_TASK TO CARRY OUT_
Locate the string "shirt" in the listing below. Copy every line where it is found.

=======

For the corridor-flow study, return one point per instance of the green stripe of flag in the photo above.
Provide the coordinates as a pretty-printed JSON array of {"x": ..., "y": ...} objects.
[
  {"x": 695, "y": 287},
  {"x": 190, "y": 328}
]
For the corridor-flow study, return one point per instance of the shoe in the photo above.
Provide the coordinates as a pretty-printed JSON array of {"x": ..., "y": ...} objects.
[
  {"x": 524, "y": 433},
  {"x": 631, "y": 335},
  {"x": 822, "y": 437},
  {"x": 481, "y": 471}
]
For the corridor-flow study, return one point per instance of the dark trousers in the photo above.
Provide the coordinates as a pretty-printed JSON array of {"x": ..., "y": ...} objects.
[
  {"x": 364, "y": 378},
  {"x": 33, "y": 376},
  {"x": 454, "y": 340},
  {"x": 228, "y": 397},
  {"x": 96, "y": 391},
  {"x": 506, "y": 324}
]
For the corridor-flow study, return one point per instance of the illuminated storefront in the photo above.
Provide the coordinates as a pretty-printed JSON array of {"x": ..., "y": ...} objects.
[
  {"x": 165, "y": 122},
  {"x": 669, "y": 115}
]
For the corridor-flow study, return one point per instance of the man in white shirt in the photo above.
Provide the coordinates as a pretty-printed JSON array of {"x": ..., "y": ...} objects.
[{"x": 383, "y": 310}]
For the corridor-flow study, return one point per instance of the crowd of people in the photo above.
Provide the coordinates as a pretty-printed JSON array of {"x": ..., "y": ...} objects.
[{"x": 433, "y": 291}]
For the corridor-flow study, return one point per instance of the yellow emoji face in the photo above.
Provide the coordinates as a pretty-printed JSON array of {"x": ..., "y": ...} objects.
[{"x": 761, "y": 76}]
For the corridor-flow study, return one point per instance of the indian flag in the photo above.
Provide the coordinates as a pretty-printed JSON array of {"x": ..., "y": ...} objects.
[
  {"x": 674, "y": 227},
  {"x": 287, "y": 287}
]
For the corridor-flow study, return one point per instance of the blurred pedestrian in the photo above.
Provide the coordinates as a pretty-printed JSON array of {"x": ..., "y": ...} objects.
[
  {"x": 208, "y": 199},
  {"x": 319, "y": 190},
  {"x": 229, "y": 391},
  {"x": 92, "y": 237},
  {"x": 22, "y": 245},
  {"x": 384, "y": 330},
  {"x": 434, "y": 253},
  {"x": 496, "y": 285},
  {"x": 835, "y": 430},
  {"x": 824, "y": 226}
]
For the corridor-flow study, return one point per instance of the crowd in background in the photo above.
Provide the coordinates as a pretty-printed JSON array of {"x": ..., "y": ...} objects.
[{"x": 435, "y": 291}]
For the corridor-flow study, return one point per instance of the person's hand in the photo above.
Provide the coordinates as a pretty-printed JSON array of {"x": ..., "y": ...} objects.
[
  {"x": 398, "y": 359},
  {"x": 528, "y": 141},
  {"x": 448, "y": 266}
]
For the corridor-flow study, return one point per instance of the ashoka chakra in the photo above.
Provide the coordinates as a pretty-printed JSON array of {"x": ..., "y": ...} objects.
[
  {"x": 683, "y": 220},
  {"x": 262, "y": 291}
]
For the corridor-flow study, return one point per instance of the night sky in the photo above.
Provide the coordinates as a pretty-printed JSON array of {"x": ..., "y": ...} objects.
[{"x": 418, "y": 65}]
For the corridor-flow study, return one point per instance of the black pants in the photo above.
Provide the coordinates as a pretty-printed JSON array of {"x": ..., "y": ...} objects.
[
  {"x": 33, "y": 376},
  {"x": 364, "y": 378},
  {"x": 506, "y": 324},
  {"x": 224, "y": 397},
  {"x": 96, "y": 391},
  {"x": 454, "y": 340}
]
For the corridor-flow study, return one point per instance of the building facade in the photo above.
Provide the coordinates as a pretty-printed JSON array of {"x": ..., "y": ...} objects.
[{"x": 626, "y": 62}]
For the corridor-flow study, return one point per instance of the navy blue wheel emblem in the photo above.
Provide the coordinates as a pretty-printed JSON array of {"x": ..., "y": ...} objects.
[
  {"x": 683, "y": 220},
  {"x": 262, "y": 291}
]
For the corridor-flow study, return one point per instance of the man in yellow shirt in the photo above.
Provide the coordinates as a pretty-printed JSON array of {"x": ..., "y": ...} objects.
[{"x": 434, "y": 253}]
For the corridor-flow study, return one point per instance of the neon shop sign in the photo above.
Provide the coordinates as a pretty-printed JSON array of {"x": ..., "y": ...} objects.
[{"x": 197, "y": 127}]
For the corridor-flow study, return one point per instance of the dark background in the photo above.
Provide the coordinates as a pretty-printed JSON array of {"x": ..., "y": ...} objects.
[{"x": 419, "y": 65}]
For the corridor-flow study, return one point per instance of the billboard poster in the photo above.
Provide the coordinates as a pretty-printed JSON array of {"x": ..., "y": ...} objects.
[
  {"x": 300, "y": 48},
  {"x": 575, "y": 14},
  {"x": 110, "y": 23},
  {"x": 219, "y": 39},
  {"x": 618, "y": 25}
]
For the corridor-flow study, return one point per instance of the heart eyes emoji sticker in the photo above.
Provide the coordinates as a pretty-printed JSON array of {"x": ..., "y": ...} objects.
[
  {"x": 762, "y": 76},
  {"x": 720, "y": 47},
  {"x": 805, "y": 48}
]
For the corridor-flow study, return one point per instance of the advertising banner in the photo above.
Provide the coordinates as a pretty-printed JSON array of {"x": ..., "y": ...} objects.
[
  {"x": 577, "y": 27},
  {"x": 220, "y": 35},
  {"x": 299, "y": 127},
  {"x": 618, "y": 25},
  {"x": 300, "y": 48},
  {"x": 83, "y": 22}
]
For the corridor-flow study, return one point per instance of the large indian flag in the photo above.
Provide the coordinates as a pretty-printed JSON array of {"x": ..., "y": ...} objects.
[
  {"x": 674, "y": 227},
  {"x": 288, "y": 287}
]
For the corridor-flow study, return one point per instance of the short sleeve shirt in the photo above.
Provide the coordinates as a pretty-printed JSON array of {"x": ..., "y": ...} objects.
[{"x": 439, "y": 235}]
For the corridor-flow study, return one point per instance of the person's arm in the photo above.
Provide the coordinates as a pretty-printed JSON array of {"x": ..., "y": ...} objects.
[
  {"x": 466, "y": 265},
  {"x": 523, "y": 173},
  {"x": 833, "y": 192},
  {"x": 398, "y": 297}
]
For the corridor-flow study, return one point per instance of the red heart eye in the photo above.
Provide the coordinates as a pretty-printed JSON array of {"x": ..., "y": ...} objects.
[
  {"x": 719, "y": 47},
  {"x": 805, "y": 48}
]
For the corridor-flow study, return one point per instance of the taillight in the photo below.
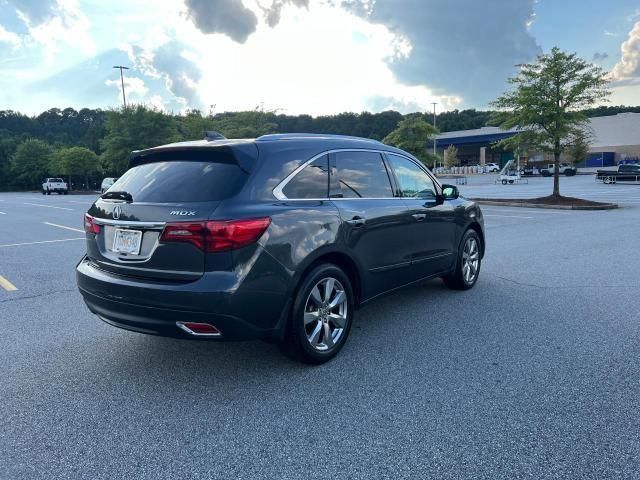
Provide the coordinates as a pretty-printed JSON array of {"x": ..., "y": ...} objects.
[
  {"x": 90, "y": 226},
  {"x": 216, "y": 236}
]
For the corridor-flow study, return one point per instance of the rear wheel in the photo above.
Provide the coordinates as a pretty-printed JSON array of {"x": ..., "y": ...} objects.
[
  {"x": 467, "y": 269},
  {"x": 321, "y": 316}
]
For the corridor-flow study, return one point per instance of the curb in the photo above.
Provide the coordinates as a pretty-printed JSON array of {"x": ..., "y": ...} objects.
[{"x": 604, "y": 206}]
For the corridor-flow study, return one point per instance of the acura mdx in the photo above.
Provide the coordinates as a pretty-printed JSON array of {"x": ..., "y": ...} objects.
[{"x": 279, "y": 238}]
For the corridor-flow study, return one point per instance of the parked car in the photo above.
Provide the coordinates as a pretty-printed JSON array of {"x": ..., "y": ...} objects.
[
  {"x": 54, "y": 185},
  {"x": 565, "y": 169},
  {"x": 279, "y": 238},
  {"x": 106, "y": 184},
  {"x": 624, "y": 173}
]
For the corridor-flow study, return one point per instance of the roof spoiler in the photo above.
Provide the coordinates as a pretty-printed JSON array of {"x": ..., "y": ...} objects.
[{"x": 212, "y": 135}]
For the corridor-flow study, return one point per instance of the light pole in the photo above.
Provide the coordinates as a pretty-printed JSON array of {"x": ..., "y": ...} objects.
[
  {"x": 434, "y": 139},
  {"x": 124, "y": 98}
]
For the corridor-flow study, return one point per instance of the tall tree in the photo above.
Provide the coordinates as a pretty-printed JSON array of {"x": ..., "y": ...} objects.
[
  {"x": 412, "y": 134},
  {"x": 30, "y": 163},
  {"x": 134, "y": 128},
  {"x": 545, "y": 103}
]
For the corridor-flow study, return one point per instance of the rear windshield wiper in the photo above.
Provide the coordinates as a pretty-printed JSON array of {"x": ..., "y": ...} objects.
[{"x": 118, "y": 195}]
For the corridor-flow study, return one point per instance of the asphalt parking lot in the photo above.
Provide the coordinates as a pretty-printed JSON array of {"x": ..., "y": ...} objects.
[{"x": 532, "y": 374}]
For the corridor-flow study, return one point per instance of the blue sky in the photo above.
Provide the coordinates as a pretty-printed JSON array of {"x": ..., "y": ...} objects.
[{"x": 300, "y": 56}]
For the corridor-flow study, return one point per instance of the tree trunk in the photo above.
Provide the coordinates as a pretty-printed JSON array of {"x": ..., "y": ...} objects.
[{"x": 556, "y": 174}]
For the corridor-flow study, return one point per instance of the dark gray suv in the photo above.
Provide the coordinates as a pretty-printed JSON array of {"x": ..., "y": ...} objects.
[{"x": 279, "y": 238}]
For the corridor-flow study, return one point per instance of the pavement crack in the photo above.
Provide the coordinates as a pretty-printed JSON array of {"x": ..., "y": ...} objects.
[{"x": 27, "y": 297}]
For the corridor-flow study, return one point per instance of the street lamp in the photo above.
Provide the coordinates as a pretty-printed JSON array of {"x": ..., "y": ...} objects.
[
  {"x": 124, "y": 98},
  {"x": 434, "y": 126}
]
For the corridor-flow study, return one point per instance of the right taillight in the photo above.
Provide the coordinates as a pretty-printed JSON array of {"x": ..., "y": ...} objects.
[
  {"x": 216, "y": 236},
  {"x": 90, "y": 225}
]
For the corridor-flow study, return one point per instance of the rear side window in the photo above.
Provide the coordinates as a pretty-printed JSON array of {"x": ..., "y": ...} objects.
[
  {"x": 181, "y": 181},
  {"x": 414, "y": 182},
  {"x": 362, "y": 175},
  {"x": 311, "y": 182}
]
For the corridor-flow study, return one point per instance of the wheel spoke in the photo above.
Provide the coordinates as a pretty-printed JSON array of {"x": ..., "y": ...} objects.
[
  {"x": 315, "y": 335},
  {"x": 328, "y": 339},
  {"x": 315, "y": 294},
  {"x": 328, "y": 289},
  {"x": 310, "y": 317},
  {"x": 338, "y": 299},
  {"x": 338, "y": 320}
]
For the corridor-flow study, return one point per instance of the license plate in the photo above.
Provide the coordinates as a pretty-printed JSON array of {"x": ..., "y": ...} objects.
[{"x": 127, "y": 241}]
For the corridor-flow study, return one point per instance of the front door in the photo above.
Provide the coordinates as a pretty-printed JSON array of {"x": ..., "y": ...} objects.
[
  {"x": 373, "y": 220},
  {"x": 433, "y": 226}
]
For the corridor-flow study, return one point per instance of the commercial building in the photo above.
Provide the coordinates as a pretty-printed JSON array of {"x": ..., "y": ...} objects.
[{"x": 616, "y": 138}]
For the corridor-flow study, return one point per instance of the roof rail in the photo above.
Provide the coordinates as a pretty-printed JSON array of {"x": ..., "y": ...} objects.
[
  {"x": 295, "y": 136},
  {"x": 213, "y": 135}
]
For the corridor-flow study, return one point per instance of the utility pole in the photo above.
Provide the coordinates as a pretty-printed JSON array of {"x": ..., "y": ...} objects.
[
  {"x": 434, "y": 139},
  {"x": 124, "y": 98}
]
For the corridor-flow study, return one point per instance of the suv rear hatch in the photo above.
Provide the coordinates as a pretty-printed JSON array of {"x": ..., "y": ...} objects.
[{"x": 147, "y": 224}]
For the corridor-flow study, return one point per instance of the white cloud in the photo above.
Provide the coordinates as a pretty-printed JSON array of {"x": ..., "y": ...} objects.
[
  {"x": 9, "y": 37},
  {"x": 627, "y": 70}
]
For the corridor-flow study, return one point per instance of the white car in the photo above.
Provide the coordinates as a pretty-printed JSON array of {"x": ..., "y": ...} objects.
[
  {"x": 57, "y": 185},
  {"x": 106, "y": 184}
]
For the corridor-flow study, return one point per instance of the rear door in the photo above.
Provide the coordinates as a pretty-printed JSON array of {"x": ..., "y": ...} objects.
[
  {"x": 372, "y": 218},
  {"x": 432, "y": 232},
  {"x": 183, "y": 186}
]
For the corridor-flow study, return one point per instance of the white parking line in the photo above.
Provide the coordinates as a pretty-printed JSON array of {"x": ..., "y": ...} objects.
[
  {"x": 7, "y": 285},
  {"x": 44, "y": 241},
  {"x": 48, "y": 206},
  {"x": 66, "y": 228},
  {"x": 509, "y": 216}
]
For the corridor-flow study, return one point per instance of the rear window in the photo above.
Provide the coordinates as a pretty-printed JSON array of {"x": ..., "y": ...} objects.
[{"x": 181, "y": 181}]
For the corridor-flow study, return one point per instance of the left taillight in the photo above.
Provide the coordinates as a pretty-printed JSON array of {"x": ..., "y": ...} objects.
[
  {"x": 90, "y": 225},
  {"x": 216, "y": 236}
]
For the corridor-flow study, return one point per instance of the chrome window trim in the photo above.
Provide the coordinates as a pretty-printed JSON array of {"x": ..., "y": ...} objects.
[{"x": 277, "y": 191}]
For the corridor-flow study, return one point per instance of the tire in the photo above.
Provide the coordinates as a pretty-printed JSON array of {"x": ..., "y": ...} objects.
[
  {"x": 306, "y": 338},
  {"x": 460, "y": 279}
]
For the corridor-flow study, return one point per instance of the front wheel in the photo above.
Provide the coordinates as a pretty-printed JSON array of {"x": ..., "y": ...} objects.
[
  {"x": 321, "y": 317},
  {"x": 468, "y": 262}
]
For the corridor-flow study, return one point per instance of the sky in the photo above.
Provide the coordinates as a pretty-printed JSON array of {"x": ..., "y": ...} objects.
[{"x": 300, "y": 56}]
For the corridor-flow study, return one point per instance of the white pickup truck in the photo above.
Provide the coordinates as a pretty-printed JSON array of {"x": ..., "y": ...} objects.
[{"x": 54, "y": 185}]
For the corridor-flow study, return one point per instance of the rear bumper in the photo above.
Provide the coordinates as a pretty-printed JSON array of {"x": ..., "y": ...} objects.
[{"x": 243, "y": 313}]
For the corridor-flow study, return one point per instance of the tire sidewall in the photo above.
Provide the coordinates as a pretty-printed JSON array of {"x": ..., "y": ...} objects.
[{"x": 296, "y": 323}]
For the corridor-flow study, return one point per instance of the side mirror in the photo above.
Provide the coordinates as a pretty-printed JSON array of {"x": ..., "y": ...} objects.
[{"x": 450, "y": 192}]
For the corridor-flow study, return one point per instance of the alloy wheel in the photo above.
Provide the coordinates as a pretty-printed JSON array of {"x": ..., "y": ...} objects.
[
  {"x": 470, "y": 260},
  {"x": 325, "y": 314}
]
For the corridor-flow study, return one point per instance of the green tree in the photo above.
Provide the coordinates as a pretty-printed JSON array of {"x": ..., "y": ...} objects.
[
  {"x": 451, "y": 157},
  {"x": 412, "y": 134},
  {"x": 134, "y": 128},
  {"x": 30, "y": 163},
  {"x": 578, "y": 148},
  {"x": 545, "y": 103},
  {"x": 78, "y": 161}
]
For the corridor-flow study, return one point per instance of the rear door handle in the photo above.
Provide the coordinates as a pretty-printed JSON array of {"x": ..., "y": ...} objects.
[{"x": 357, "y": 221}]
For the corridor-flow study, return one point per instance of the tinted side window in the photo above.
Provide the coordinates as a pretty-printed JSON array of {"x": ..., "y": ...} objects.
[
  {"x": 311, "y": 182},
  {"x": 362, "y": 175},
  {"x": 414, "y": 182}
]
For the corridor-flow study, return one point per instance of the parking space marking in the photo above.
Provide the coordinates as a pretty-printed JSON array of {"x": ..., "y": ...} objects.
[
  {"x": 43, "y": 241},
  {"x": 48, "y": 206},
  {"x": 62, "y": 226},
  {"x": 7, "y": 285},
  {"x": 508, "y": 216}
]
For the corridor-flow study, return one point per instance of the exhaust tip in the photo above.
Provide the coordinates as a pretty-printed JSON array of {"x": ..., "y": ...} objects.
[{"x": 199, "y": 329}]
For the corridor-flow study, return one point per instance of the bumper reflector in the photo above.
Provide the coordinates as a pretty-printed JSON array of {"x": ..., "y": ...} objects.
[{"x": 199, "y": 329}]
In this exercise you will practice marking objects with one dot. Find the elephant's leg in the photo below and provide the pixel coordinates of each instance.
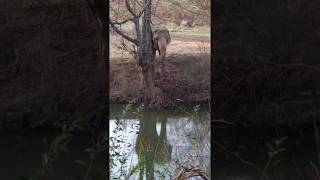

=======

_SOLUTION TO THIS PROBLEM_
For the corridor-flow study, return one point per instance of the man in white shirt in the photo above.
For the corridor-flow study, return one point per instance of the man in yellow shirt in the photo above.
For the corridor-flow study, return one point per instance of the short sleeve shirt in the photo above.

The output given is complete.